> REQUIRED ACTION
Using the records below, repeat exactly the lines from the one holding "target | striped wood grain" through the one holding "target | sliced mushroom", both ends included, and no others.

(Stored items from a collection)
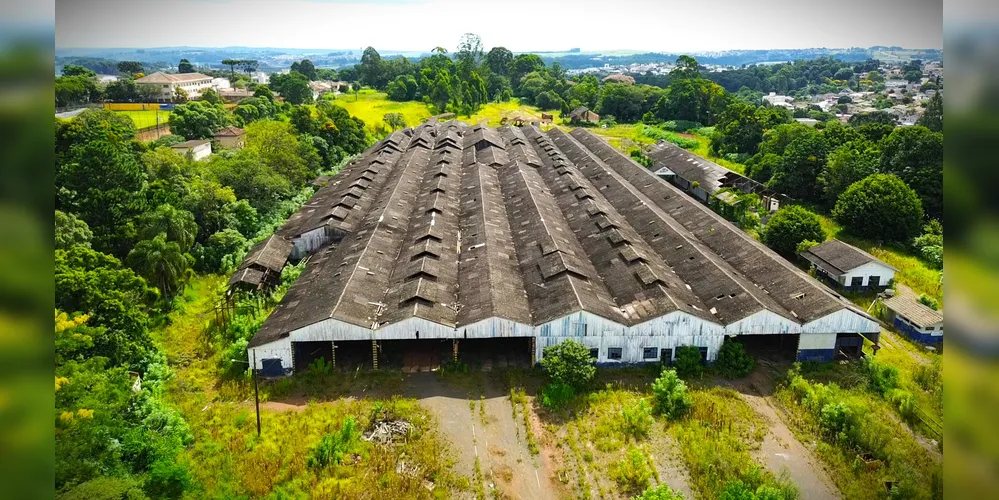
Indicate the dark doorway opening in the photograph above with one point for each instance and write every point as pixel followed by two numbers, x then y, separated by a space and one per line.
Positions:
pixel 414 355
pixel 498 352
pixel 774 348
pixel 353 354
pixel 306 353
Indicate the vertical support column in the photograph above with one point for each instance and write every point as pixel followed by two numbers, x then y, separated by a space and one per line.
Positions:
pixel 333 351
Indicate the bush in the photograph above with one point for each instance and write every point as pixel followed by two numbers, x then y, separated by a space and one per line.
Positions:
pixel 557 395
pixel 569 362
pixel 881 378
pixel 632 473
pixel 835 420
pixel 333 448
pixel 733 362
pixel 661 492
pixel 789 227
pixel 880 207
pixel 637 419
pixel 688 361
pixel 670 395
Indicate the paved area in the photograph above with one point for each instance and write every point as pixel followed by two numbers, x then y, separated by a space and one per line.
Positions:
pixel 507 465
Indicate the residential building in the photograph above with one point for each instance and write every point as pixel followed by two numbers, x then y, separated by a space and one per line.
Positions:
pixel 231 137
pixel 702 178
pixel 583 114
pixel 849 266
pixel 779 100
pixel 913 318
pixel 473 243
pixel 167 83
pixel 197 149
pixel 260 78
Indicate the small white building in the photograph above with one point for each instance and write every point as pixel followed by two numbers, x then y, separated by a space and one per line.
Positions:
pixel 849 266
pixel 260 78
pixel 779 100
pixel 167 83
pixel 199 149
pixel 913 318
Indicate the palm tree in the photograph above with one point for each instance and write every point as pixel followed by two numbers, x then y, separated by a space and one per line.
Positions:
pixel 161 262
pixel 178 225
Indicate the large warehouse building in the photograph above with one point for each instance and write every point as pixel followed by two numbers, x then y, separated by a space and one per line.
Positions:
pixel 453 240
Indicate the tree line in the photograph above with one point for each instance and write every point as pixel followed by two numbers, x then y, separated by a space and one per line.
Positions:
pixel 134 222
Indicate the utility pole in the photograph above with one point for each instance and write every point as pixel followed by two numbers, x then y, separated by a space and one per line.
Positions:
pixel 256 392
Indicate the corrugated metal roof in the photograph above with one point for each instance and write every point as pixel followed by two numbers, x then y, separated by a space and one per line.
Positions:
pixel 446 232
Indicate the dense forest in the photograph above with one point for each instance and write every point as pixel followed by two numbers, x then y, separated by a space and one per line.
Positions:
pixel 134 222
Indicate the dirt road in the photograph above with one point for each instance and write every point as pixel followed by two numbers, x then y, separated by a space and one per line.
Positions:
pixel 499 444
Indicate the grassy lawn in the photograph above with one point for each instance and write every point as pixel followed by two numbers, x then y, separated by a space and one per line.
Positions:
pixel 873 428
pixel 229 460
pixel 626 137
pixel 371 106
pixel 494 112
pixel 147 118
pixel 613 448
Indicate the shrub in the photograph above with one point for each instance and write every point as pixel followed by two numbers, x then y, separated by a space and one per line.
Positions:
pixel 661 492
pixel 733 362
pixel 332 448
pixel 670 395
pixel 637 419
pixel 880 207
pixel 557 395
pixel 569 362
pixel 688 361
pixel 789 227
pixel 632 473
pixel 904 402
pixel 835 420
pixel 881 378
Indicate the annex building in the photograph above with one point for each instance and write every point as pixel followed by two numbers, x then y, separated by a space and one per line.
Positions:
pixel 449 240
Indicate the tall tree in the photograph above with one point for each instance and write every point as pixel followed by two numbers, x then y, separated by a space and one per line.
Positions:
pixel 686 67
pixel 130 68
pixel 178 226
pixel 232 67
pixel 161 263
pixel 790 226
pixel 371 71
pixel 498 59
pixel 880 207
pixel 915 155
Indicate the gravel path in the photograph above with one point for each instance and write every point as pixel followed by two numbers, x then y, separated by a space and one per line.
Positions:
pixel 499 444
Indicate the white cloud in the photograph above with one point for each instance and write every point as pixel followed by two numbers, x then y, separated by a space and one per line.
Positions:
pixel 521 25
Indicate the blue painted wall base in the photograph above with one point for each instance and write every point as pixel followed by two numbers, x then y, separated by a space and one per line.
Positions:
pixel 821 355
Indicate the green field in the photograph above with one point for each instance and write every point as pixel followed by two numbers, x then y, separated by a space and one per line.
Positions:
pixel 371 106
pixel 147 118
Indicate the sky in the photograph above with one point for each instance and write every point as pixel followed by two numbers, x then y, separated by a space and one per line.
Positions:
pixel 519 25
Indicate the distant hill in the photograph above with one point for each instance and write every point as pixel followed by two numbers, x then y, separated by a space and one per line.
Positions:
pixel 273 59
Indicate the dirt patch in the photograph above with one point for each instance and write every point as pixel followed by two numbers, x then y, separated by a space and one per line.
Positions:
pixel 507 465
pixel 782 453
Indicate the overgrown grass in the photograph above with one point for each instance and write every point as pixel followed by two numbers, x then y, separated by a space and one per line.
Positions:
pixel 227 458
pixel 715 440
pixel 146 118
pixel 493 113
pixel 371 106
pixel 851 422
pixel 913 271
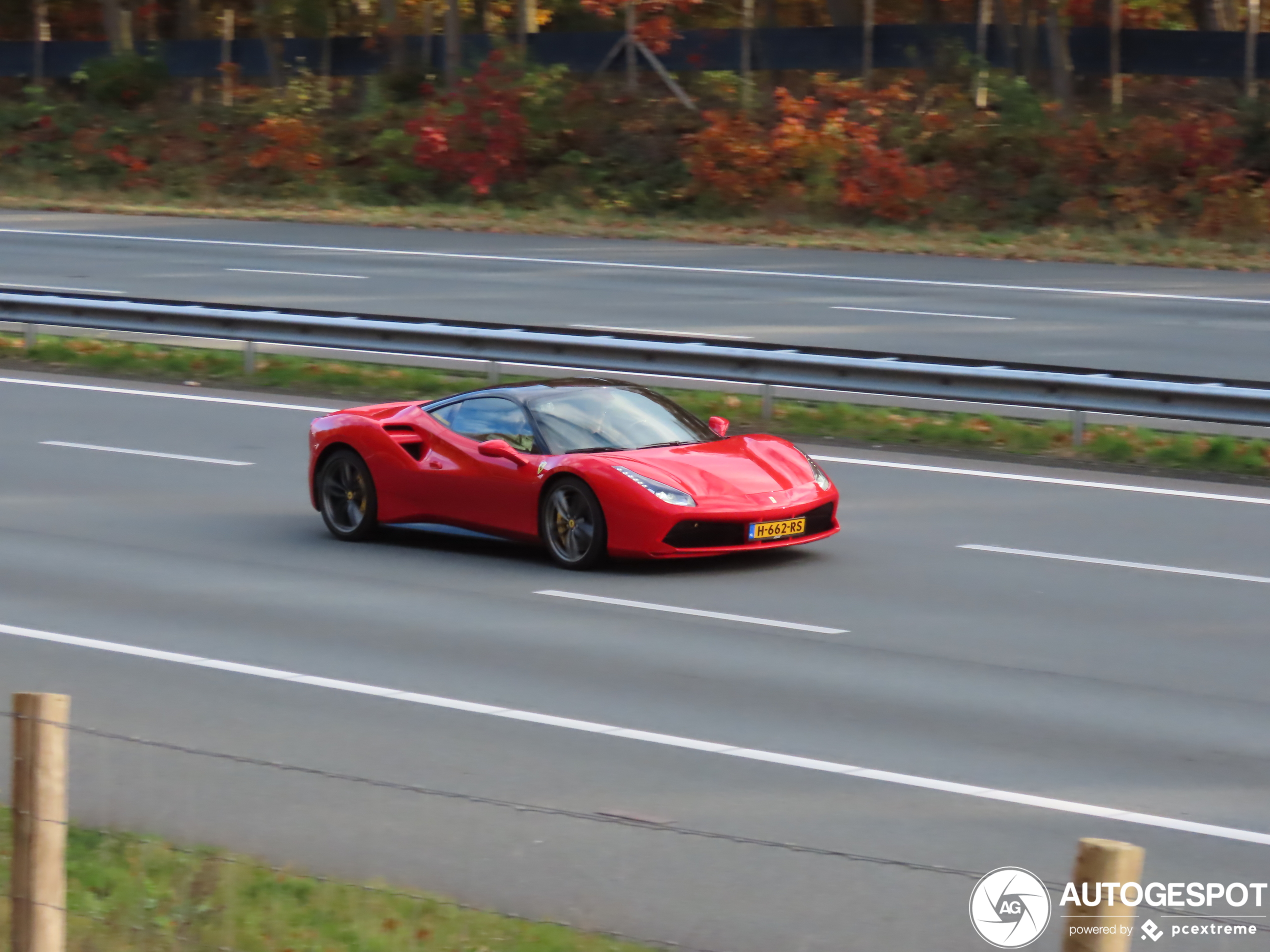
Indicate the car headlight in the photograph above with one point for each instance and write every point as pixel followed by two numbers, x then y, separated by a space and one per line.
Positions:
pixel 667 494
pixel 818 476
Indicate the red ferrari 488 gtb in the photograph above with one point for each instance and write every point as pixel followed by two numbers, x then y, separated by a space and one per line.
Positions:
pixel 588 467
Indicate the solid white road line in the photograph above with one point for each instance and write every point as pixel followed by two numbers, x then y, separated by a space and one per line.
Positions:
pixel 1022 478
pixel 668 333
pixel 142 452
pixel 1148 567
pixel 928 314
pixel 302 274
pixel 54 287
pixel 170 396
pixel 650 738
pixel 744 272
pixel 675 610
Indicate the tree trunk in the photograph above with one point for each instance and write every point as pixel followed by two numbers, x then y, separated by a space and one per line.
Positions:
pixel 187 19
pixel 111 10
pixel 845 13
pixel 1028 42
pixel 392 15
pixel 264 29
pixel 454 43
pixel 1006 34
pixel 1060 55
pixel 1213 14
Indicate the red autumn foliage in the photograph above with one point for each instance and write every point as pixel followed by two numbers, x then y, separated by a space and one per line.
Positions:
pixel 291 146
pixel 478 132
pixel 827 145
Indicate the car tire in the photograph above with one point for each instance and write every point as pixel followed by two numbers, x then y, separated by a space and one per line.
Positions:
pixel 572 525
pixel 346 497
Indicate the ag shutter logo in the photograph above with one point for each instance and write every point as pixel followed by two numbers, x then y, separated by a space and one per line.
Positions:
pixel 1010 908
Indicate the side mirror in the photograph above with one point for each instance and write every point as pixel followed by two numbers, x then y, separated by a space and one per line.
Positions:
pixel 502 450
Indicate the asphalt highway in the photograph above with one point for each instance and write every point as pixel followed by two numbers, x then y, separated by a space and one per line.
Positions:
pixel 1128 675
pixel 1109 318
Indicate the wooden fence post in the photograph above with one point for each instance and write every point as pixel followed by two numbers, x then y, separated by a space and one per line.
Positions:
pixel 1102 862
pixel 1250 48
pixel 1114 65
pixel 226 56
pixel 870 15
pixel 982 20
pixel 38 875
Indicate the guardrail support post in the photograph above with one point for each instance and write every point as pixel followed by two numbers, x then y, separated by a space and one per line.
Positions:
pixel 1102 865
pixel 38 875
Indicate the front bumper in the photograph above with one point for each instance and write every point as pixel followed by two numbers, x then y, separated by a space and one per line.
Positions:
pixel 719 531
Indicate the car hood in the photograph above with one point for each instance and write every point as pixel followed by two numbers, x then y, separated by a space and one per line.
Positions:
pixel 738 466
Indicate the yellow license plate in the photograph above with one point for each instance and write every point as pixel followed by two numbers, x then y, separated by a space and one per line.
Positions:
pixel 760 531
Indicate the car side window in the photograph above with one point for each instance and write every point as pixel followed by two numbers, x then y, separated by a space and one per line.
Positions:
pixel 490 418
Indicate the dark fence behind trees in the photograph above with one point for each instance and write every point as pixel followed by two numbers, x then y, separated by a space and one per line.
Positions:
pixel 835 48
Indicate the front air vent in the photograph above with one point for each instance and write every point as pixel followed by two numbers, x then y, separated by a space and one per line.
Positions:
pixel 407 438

==

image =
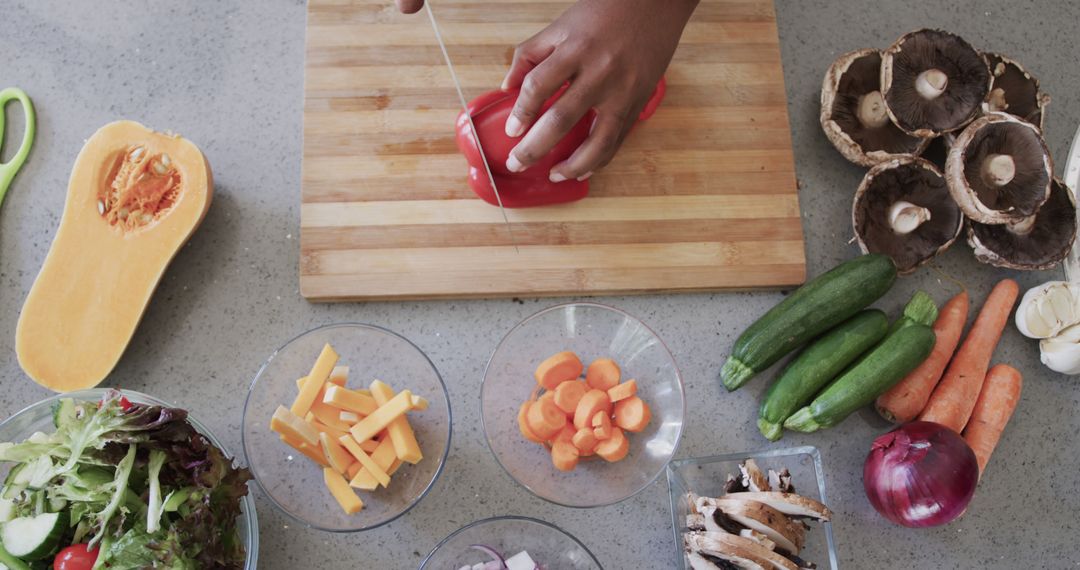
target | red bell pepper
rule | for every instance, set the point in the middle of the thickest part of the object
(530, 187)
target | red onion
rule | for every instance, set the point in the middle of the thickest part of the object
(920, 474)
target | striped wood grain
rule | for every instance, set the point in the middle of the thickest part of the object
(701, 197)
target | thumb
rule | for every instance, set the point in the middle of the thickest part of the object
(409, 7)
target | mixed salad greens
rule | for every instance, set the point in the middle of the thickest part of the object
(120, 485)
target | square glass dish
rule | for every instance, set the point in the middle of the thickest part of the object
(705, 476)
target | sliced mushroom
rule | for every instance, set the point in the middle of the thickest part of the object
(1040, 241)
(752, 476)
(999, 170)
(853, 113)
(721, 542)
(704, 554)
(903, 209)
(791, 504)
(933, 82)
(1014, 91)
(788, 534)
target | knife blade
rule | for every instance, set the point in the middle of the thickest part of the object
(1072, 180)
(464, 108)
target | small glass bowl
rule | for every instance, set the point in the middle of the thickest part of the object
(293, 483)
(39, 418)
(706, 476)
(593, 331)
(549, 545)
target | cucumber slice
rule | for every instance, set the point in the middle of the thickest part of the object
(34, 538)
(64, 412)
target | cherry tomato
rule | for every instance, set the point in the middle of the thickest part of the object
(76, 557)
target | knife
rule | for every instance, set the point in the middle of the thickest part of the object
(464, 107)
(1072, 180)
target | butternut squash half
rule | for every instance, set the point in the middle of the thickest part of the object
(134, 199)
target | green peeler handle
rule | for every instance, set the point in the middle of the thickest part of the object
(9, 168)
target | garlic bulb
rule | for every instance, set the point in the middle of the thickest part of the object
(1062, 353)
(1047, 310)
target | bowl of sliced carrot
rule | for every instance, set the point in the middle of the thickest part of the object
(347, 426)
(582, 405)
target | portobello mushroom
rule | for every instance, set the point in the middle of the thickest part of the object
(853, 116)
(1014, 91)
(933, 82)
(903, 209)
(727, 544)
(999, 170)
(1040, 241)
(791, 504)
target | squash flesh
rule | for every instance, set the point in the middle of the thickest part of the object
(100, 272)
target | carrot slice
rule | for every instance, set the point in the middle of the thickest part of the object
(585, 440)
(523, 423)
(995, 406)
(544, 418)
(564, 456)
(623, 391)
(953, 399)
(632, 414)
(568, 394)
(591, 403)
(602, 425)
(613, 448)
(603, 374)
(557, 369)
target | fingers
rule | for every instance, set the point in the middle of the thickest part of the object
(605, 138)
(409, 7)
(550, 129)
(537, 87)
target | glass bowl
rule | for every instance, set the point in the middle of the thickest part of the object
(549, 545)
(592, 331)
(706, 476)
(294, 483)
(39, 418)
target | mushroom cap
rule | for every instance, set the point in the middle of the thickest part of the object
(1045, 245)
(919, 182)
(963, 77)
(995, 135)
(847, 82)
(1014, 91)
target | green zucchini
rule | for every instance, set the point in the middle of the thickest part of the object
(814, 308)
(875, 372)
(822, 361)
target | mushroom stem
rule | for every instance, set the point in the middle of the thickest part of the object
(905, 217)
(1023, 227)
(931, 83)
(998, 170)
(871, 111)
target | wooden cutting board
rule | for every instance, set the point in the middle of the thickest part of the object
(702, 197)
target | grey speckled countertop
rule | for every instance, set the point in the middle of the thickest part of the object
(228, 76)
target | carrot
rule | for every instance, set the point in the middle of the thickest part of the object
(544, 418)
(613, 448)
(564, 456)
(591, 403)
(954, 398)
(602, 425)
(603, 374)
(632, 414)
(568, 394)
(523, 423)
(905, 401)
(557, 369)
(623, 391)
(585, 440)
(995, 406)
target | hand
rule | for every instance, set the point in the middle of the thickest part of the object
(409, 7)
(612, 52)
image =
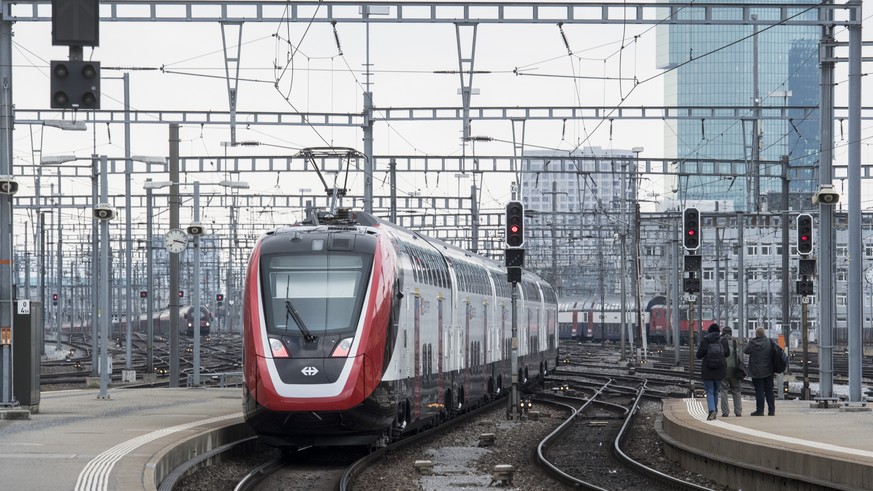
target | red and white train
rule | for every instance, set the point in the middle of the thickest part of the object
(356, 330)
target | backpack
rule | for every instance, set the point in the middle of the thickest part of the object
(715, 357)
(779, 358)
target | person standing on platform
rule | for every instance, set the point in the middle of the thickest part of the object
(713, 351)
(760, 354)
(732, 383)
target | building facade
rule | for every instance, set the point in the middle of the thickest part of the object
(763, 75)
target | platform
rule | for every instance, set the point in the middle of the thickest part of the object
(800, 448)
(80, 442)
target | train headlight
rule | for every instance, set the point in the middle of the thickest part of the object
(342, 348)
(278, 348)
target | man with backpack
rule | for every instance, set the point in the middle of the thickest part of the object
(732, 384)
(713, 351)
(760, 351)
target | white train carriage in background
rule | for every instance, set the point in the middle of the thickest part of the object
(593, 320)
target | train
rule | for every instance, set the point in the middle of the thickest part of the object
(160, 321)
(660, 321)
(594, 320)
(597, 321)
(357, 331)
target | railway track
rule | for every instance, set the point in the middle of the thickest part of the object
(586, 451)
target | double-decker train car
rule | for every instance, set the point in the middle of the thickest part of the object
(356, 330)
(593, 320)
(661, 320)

> OUTPUT BELOW
target | striped wood grain
rule | for every instance, set the point in the middle of the thickest part of the object
(701, 197)
target | thumb
rule | for every instance, set the point in the middle of the thickest part of the object
(409, 7)
target | mixed salad greens
rule | for every instance, set the point in the middle of the thickest part of the object
(120, 485)
target | square glass dish
rule | for every instance, set the point in the middle of the thickest part of the object
(705, 476)
target | sliced mushroom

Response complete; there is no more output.